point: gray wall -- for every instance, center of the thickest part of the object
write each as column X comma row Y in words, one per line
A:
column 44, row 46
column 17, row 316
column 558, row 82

━━━

§ **Task objective**:
Rewrite the records with "gray wall" changed to "stone wall" and everything else left as is.

§ **Expected output**:
point: stone wall -- for every instance, center of the thickest part of the object
write each as column X comma row Y in words, one per line
A:
column 44, row 46
column 17, row 316
column 558, row 82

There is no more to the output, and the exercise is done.